## Exercise goal
Find the line containing "Target = man in black jacket". Quote it and every line after it, exactly, through the end; skip pictures.

## The records
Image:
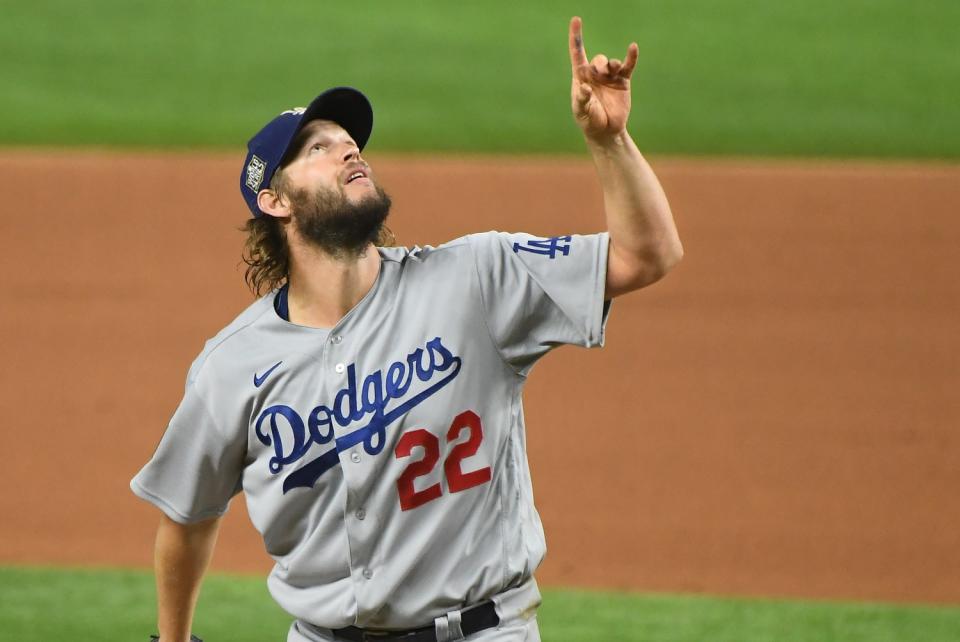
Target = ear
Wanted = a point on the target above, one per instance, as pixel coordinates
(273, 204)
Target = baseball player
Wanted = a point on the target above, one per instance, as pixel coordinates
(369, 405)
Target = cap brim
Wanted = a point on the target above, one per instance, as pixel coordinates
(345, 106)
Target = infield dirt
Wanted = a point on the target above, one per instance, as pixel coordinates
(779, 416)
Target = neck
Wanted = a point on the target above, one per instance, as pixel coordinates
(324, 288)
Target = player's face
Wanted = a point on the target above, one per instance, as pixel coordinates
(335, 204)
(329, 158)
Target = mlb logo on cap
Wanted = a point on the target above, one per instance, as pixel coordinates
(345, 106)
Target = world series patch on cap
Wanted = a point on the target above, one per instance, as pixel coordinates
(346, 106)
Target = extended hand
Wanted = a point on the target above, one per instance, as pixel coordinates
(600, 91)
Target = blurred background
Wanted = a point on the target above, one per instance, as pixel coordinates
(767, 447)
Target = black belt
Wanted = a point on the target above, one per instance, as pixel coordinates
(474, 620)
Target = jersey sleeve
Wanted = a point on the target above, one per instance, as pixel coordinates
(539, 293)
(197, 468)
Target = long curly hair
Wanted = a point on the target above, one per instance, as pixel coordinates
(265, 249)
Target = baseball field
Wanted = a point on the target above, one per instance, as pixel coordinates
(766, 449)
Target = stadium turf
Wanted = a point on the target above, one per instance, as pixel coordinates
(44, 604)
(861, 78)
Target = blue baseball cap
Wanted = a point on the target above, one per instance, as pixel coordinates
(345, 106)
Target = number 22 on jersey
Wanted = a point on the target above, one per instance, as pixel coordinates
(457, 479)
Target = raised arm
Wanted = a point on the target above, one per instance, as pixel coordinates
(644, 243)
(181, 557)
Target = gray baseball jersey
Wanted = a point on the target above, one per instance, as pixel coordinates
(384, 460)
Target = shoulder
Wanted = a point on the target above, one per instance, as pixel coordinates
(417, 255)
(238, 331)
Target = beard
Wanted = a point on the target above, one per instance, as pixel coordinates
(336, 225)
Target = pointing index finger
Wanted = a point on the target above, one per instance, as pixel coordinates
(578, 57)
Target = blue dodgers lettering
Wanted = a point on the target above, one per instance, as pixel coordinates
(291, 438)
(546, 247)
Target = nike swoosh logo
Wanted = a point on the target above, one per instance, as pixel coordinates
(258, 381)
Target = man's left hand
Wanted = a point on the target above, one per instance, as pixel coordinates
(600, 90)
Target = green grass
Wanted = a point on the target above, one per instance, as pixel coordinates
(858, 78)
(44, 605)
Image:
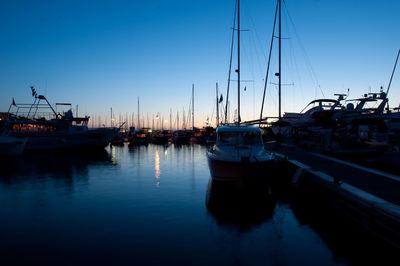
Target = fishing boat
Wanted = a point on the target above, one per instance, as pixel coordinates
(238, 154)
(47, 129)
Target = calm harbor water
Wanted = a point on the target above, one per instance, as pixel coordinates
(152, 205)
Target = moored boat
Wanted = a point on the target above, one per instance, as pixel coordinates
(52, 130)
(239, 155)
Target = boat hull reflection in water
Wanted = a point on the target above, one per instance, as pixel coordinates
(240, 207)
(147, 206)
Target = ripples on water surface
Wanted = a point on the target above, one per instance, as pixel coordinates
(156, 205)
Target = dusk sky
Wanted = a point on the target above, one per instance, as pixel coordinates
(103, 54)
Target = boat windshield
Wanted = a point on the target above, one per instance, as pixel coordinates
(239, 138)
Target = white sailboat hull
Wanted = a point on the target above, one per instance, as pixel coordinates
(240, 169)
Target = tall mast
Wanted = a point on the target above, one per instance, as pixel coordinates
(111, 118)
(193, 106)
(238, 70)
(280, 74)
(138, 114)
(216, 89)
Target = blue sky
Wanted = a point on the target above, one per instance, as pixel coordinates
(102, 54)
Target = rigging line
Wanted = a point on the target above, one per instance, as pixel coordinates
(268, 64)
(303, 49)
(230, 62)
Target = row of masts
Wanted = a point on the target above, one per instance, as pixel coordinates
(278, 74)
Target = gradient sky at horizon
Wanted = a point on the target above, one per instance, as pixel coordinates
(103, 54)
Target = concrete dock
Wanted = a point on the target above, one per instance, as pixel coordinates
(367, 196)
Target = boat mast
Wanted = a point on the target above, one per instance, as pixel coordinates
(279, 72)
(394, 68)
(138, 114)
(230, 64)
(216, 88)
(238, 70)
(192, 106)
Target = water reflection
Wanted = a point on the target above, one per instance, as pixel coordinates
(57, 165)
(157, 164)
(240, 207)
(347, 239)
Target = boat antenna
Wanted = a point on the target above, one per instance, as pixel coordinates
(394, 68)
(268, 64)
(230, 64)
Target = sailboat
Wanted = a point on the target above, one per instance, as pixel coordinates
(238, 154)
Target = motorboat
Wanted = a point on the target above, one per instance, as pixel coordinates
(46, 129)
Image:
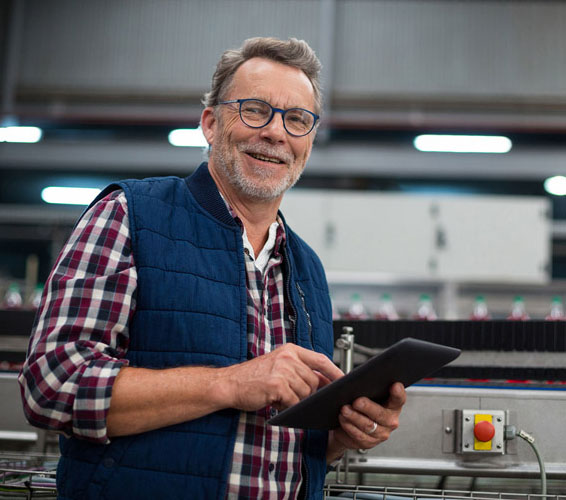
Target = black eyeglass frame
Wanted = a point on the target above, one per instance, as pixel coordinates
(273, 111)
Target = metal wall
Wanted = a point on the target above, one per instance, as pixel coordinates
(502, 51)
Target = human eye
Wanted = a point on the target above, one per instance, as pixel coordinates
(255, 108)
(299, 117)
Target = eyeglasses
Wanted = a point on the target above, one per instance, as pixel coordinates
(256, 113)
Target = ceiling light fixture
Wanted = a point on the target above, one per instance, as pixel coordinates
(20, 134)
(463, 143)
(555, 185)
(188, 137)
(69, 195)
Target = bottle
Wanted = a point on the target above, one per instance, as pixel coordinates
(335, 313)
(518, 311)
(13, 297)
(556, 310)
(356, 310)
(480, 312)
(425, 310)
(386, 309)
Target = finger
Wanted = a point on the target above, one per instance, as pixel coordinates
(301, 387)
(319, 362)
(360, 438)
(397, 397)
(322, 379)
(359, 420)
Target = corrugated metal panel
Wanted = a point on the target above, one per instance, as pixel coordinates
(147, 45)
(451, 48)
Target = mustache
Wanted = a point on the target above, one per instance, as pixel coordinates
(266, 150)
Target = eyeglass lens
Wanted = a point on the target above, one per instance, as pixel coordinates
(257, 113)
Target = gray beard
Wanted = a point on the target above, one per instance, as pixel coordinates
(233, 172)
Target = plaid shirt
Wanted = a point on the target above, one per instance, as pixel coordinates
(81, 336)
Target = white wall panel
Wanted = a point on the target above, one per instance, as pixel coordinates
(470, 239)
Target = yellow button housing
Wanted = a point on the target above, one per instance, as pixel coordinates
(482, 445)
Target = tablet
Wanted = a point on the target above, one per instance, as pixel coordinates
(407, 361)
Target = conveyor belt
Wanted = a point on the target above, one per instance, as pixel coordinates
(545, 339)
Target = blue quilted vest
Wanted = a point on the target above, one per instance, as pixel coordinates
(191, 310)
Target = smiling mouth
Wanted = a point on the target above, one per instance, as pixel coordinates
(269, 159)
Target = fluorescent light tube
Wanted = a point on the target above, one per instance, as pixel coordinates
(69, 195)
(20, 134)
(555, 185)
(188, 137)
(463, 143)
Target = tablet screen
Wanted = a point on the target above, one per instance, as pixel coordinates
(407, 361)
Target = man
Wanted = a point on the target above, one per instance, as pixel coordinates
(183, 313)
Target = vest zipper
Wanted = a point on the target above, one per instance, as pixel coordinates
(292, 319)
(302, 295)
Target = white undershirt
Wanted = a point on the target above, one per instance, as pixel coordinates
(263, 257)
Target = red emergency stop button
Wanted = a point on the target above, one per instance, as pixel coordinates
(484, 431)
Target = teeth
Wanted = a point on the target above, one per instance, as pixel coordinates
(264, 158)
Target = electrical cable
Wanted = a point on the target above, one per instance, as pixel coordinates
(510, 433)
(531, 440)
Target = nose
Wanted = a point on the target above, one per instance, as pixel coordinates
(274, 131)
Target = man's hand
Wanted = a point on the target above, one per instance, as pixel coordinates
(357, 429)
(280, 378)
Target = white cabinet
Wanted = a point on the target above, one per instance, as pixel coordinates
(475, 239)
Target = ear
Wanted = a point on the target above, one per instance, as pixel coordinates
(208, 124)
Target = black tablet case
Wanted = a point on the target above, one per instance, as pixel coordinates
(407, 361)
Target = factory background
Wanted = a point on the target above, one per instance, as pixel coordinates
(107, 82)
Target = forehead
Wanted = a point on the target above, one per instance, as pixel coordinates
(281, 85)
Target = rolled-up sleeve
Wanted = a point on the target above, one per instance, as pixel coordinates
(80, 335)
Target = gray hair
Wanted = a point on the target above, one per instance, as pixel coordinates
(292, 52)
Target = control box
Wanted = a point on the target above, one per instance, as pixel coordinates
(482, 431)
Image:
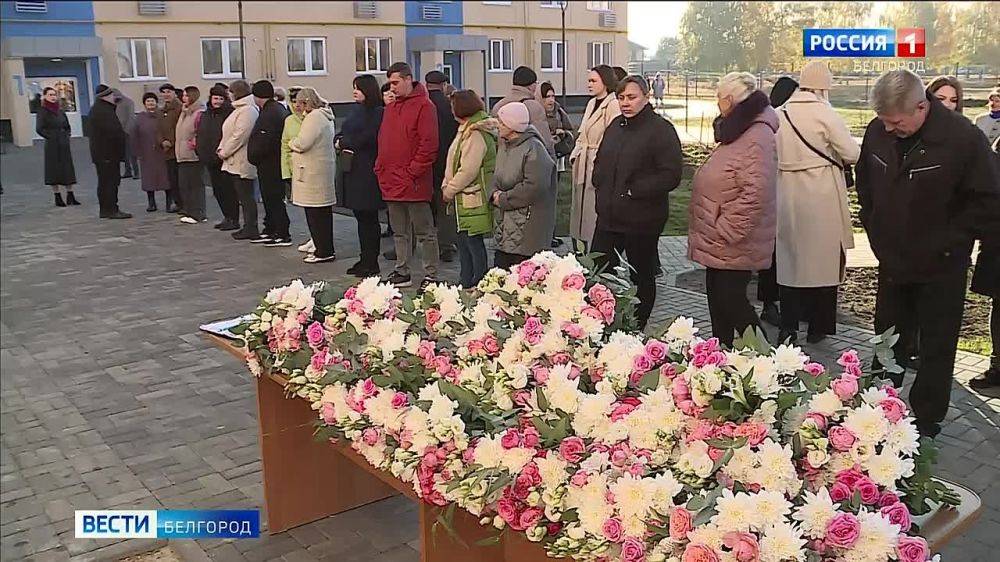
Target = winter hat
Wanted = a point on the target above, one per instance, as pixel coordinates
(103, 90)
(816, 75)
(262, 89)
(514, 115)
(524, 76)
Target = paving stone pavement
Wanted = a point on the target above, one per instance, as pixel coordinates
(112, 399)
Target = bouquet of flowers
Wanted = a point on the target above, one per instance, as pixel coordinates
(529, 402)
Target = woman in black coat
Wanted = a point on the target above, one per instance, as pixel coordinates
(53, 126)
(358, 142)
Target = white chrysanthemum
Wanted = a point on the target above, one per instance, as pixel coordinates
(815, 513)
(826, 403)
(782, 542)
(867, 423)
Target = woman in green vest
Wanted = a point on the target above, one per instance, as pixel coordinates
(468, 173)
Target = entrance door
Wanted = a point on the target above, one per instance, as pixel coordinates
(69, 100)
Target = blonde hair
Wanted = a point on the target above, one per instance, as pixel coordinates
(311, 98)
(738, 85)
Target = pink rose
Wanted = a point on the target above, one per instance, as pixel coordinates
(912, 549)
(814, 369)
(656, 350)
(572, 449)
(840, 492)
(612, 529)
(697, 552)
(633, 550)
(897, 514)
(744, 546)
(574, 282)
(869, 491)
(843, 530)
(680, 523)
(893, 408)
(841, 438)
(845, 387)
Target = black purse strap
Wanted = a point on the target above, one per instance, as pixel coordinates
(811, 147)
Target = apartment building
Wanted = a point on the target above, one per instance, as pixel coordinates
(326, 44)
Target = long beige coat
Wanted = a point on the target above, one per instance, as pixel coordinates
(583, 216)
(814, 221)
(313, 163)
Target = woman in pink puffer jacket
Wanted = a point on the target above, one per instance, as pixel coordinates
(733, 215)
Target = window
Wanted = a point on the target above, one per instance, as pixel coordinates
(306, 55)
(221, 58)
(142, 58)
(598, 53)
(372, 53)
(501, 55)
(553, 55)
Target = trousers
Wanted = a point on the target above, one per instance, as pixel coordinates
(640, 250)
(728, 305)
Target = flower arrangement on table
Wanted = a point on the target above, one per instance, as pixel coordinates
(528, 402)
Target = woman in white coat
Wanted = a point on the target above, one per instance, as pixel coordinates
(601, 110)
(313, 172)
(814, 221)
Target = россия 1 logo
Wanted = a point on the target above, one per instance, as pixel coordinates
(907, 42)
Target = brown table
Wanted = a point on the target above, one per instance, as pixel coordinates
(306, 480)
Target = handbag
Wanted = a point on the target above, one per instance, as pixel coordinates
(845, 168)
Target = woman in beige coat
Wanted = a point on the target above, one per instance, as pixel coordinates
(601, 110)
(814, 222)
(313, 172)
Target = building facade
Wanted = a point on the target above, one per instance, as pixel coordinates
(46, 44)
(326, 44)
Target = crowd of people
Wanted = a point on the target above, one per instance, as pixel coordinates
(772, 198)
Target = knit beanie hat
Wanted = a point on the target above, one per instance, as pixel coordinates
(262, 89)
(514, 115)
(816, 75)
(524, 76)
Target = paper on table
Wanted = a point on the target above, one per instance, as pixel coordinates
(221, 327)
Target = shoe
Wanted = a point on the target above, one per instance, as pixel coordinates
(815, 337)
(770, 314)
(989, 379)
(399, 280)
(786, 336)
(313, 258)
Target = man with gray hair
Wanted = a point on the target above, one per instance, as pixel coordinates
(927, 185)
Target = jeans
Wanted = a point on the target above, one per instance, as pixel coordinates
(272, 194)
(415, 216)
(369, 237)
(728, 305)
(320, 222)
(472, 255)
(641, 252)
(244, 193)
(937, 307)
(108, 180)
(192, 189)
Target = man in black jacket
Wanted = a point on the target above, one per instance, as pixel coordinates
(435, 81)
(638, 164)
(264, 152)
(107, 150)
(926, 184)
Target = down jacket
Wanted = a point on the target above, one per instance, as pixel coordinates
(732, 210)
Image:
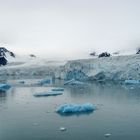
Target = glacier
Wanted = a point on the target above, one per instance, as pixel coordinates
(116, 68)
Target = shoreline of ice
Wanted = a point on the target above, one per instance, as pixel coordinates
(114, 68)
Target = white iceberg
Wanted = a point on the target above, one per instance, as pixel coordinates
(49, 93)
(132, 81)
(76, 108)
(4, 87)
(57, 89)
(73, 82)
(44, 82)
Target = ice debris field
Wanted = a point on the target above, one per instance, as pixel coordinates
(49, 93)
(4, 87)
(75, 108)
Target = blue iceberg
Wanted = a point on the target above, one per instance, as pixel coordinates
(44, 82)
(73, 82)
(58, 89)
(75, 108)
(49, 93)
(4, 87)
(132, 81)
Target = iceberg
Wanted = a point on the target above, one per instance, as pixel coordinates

## Exercise result
Target = man in black jacket
Wanted = a point on the target above, one per instance, as pixel coordinates
(435, 81)
(638, 164)
(264, 152)
(107, 150)
(926, 184)
Target = down jacket
Wanted = a point on the target above, one per instance, as pixel coordinates
(732, 210)
Image:
Target = glacier
Wanted = a point on the target above, one per instance, as pixel coordinates
(116, 68)
Target = shoreline of ice
Wanted = a point on the target above, one per instance, as pixel coordinates
(114, 68)
Target = white iceberg
Wanted = a point on the target above, one per instance, as pixel coordinates
(49, 93)
(132, 81)
(76, 108)
(4, 87)
(57, 89)
(73, 82)
(44, 82)
Target = ice debris field
Wanted = a point on the target above, one per instance, as pixel coordinates
(49, 93)
(4, 87)
(75, 108)
Target = blue iceberg
Wanted = a point on the target above, one per instance, as pixel coordinates
(44, 82)
(73, 82)
(58, 89)
(75, 108)
(49, 93)
(4, 87)
(132, 81)
Target = iceberg
Wanted = a point on the target above, one per instance, as pixel coordinates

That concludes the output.